# [EXTRAIT DU TEXTE]
=======

LE TRICHEUR A L'AS DE CARREAU
Georges de La Tour (1593-1652)
c. 1635-1638
Huile sur toile, 106 x 146 cm
Musée du Louvre, Paris
Étonnantes sont les œuvres du XVe au XVIIe siècle directement porteuses du message de la morale ambiante, celle de l’Église. Il s’agit de bien faire comprendre qu’il y a un réel danger à ne pas se comporter comme il convient pour mériter d’aller au paradis. C'est dans cette perspective que s'inscrit Le Tricheur à l'as de carreau.
"C'est avec beaucoup de raffinement et une splendide composition que Georges de La Tour illustre ici le thème de l'opposition entre l'innocence et le vice. Le jeune homme est ici soumis aux trois tentations majeures selon le XVIIe : le jeu, le vin, la luxure. Quatre personnages sont réunis autour d’une table et jouent aux cartes. Ils semblent tous suspendus dans le temps. A droite, un jeune homme richement habillé passe en revue ses cartes. Il est isolé des autres protagonistes et ne partage pas la complicité de ces derniers, visible dans les jeux de regard. Légèrement excentrée, une femme, à la coiffe sophistiquée et au décolleté plongeant, nous dirige par son regard et par le geste de sa main vers la gauche de la composition. Là, un autre joueur plongé dans l’ombre sort discrètement un as de carreau dissimulé à l’arrière de sa ceinture. Enfin, entre lui et la courtisane, une servante prépare un verre de vin. La situation paraît assez claire. Le jeune homme attiré dans le jeu par la courtisane qui ne manque pas d’atouts, est enivré et va être dépouillé par l’homme de gauche" (Source : Le Louvre).

=======

Enregistrements du jeu de données de segmentation:
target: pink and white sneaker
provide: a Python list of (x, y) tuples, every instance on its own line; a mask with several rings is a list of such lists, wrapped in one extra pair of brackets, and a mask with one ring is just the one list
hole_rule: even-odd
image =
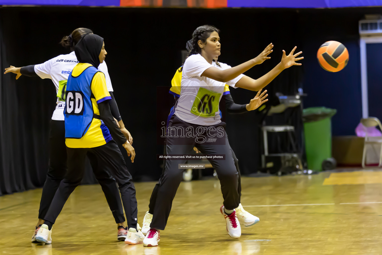
[(118, 233), (117, 233), (117, 239), (120, 241), (125, 241), (127, 236), (127, 231), (122, 226), (118, 227)]
[(160, 234), (159, 230), (150, 229), (143, 239), (143, 246), (146, 247), (157, 246), (160, 240)]
[(220, 212), (224, 216), (228, 234), (232, 238), (240, 237), (241, 235), (241, 229), (240, 228), (239, 219), (236, 216), (236, 211), (234, 210), (233, 212), (229, 215), (227, 215), (224, 211), (224, 206), (222, 205), (220, 208)]

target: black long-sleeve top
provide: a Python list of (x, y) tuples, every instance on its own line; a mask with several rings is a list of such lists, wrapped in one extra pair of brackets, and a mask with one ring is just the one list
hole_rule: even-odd
[(103, 121), (106, 126), (110, 134), (113, 136), (113, 138), (115, 140), (117, 143), (123, 144), (127, 140), (126, 138), (121, 132), (119, 128), (117, 126), (117, 123), (114, 121), (114, 118), (112, 114), (110, 109), (110, 100), (105, 100), (97, 104), (98, 109), (99, 110), (99, 115), (100, 119)]

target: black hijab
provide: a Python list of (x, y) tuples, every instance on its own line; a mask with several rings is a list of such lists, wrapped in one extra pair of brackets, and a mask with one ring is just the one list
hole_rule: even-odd
[(87, 34), (82, 37), (74, 47), (77, 60), (79, 63), (88, 63), (96, 68), (99, 65), (99, 54), (104, 38), (96, 34)]

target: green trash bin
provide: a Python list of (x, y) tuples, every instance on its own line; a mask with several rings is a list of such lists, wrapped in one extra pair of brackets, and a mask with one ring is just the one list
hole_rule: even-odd
[(318, 171), (335, 168), (332, 158), (332, 123), (335, 109), (312, 107), (303, 112), (305, 150), (308, 169)]

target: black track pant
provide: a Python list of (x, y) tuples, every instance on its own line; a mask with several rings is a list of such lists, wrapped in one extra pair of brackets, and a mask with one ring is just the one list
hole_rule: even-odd
[[(52, 203), (60, 182), (66, 173), (66, 146), (65, 145), (65, 122), (63, 120), (50, 121), (49, 135), (49, 163), (47, 179), (44, 184), (40, 202), (39, 218), (44, 219)], [(88, 153), (91, 159), (92, 154)], [(94, 158), (94, 157), (93, 157)], [(115, 223), (124, 222), (123, 210), (121, 198), (112, 177), (99, 166), (96, 158), (90, 160), (96, 177), (105, 193), (109, 207)]]
[[(227, 137), (227, 133), (226, 133), (225, 136), (226, 138), (228, 141), (228, 138)], [(233, 161), (235, 163), (235, 166), (236, 167), (236, 171), (237, 171), (238, 174), (239, 175), (239, 183), (238, 186), (238, 193), (239, 193), (239, 203), (240, 203), (240, 199), (241, 198), (241, 178), (240, 174), (240, 170), (239, 169), (239, 160), (236, 158), (235, 153), (233, 152), (233, 150), (232, 149), (232, 148), (231, 148), (230, 146), (230, 148), (231, 149), (231, 152), (232, 154), (232, 157), (233, 158)], [(191, 151), (188, 154), (192, 154), (192, 152)], [(163, 154), (167, 154), (166, 152), (165, 146), (165, 149)], [(192, 162), (192, 161), (191, 162)], [(163, 163), (163, 166), (164, 166), (164, 163)], [(163, 177), (164, 174), (164, 171), (163, 170), (163, 172), (162, 172), (162, 174), (160, 175), (160, 177), (159, 179), (161, 179)], [(157, 200), (157, 196), (158, 195), (158, 189), (159, 187), (159, 184), (158, 183), (155, 184), (155, 186), (154, 186), (154, 188), (152, 190), (152, 193), (151, 193), (151, 196), (150, 198), (150, 203), (149, 203), (149, 213), (151, 213), (151, 214), (154, 214), (154, 208), (155, 207), (155, 202)]]
[[(204, 154), (220, 154), (225, 155), (225, 159), (211, 159), (210, 162), (216, 171), (220, 180), (222, 193), (224, 199), (223, 205), (228, 210), (231, 210), (239, 206), (240, 195), (238, 192), (239, 174), (235, 166), (231, 150), (227, 139), (224, 128), (225, 123), (207, 126), (217, 128), (222, 127), (222, 133), (225, 140), (225, 145), (217, 145), (216, 143), (199, 143), (196, 141), (194, 137), (185, 137), (181, 138), (168, 133), (166, 137), (166, 152), (168, 154), (188, 154), (194, 146), (197, 148)], [(185, 122), (173, 115), (170, 120), (169, 127), (175, 128), (177, 130), (188, 128), (194, 130), (197, 128), (202, 130), (206, 126), (201, 126)], [(205, 133), (199, 136), (209, 137), (205, 129)], [(150, 224), (151, 228), (164, 229), (171, 210), (172, 201), (176, 190), (182, 180), (183, 170), (178, 169), (178, 164), (185, 164), (186, 159), (181, 160), (168, 160), (165, 161), (163, 174), (159, 180), (159, 187), (153, 214), (152, 220)]]

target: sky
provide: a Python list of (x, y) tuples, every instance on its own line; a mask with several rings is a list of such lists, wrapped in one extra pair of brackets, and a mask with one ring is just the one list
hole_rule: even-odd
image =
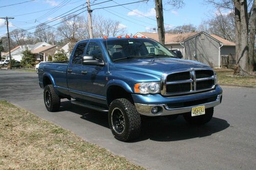
[[(111, 18), (120, 21), (119, 27), (125, 28), (127, 34), (134, 34), (138, 32), (152, 31), (153, 28), (157, 27), (153, 0), (150, 0), (147, 3), (144, 2), (124, 5), (126, 8), (118, 6), (104, 9), (95, 9), (117, 5), (117, 3), (124, 4), (138, 1), (91, 0), (91, 8), (93, 10), (93, 15), (101, 15), (106, 19)], [(215, 13), (214, 8), (210, 5), (205, 4), (203, 0), (184, 0), (185, 5), (180, 9), (176, 9), (166, 4), (167, 1), (163, 0), (165, 9), (164, 22), (166, 28), (173, 28), (173, 26), (185, 24), (193, 24), (198, 26), (202, 20), (207, 19)], [(15, 18), (9, 20), (10, 31), (16, 28), (26, 30), (44, 22), (51, 21), (51, 19), (74, 8), (77, 7), (70, 13), (80, 9), (86, 3), (86, 0), (0, 0), (0, 17), (8, 16)], [(101, 3), (102, 3), (96, 5)], [(22, 4), (5, 7), (18, 3)], [(74, 14), (81, 11), (82, 10)], [(28, 14), (30, 13), (33, 13)], [(86, 11), (80, 15), (86, 15), (87, 13)], [(58, 19), (48, 25), (53, 26), (60, 21), (60, 19)], [(57, 25), (53, 27), (57, 28)], [(28, 31), (33, 32), (33, 31), (34, 29)], [(0, 37), (6, 33), (5, 20), (0, 19)]]

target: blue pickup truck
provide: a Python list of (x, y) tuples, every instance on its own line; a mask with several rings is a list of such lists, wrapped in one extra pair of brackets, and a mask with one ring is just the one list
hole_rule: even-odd
[(201, 125), (209, 122), (222, 90), (212, 68), (178, 58), (159, 42), (129, 36), (84, 40), (69, 61), (49, 62), (38, 68), (45, 104), (55, 112), (61, 99), (108, 113), (114, 137), (140, 135), (142, 115), (182, 115)]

=======

# [COMPLÉTEZ CE QUI SUIT]
a. D'après le texte sur Le Tricheur à l'as de carreau, quelles sont les trois tentations majeures auxquelles le jeune homme est soumis ?
b. Repérez dans la liste chaque ligne contenant la chaîne « black », en tenant compte de la casse, et recopiez-les toutes.

# [CORRIGÉ DES EXERCICES]
a. Le jeu, le vin, la luxure.

b.
target: black long-sleeve top
target: black hijab
target: black track pant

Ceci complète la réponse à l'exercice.